> **DEINE AUFGABE**:
Beantworte anhand des folgenden Auszugs über Bausparverträge diese Fragen:
1. Welcher Satz steht laut König wörtlich in seinem Vertrag?
2. Was haben einige Bausparkassen ihren Kunden bereits ins Haus geschickt?
3. Welcher Sache würden die Kunden laut Czarnecki zustimmen, wenn sie diese Schecks einlösen?

> **BEREITGESTELLTER AUSZUG**:
****************************************

Kunde König sieht das ganz anders. Sein Vertrauen ist erschüttert: „Ich würde heute keinem mehr empfehlen, einen Bausparvertrag abzuschließen. In meinem Vertrag steht wörtlich: ,Die Bausparkasse kann den Vertrag nicht kündigen, solange der Bausparer seine vertraglichen Verpflichtungen erfüllt.’ Offenbar kann man sich ja nicht darauf verlassen, dass sich die Bausparkasse an das hält, was sie vertraglich vereinbart hat.“ Die Geschäftsführerin der Verbraucherzentrale pflichtet dem bei. „Ihre eigene Geschäftspolitik fällt den Bausparkassen jetzt auf die Füße.“ Wenn ein Geldinstitut Verträge mit einem festen Zins über die gesamte Vertragslaufzeit verkaufe, sei das eine unternehmerische Entscheidung. Damit hätten die Bausparkassen schließlich über Jahre gute Geschäfte gemacht. Nun müsse das Management aber auch dafür aufkommen, wenn die Rechnung plötzlich nicht mehr aufgeht, weil die Marktzinsen wegbrechen. „Dafür kann man jetzt nicht die Bausparer in die Pflicht nehmen.“
Einige Bausparkassen haben ihren Kunden bereits Verrechnungsschecks ins Haus geschickt – über das angesparte Guthaben samt Zinsen. Die Verbraucherschützer warnen davor, diese Schecks einzulösen. „Damit würden die Kunden der Auflösung ihres Vertrages zustimmen“, warnt Czarnecki.

****************************************

> **Beschreibungen von Bildbereichen in natürlicher Sprache**:
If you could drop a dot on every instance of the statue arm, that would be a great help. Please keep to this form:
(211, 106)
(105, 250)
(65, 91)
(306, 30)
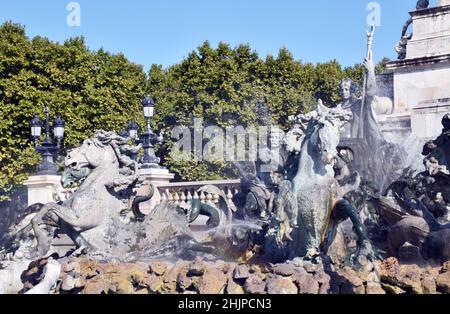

****************************************

> **DEINE ANTWORT**:
1. „Die Bausparkasse kann den Vertrag nicht kündigen, solange der Bausparer seine vertraglichen Verpflichtungen erfüllt.“
2. Verrechnungsschecks über das angesparte Guthaben samt Zinsen.
3. Der Auflösung ihres Vertrages.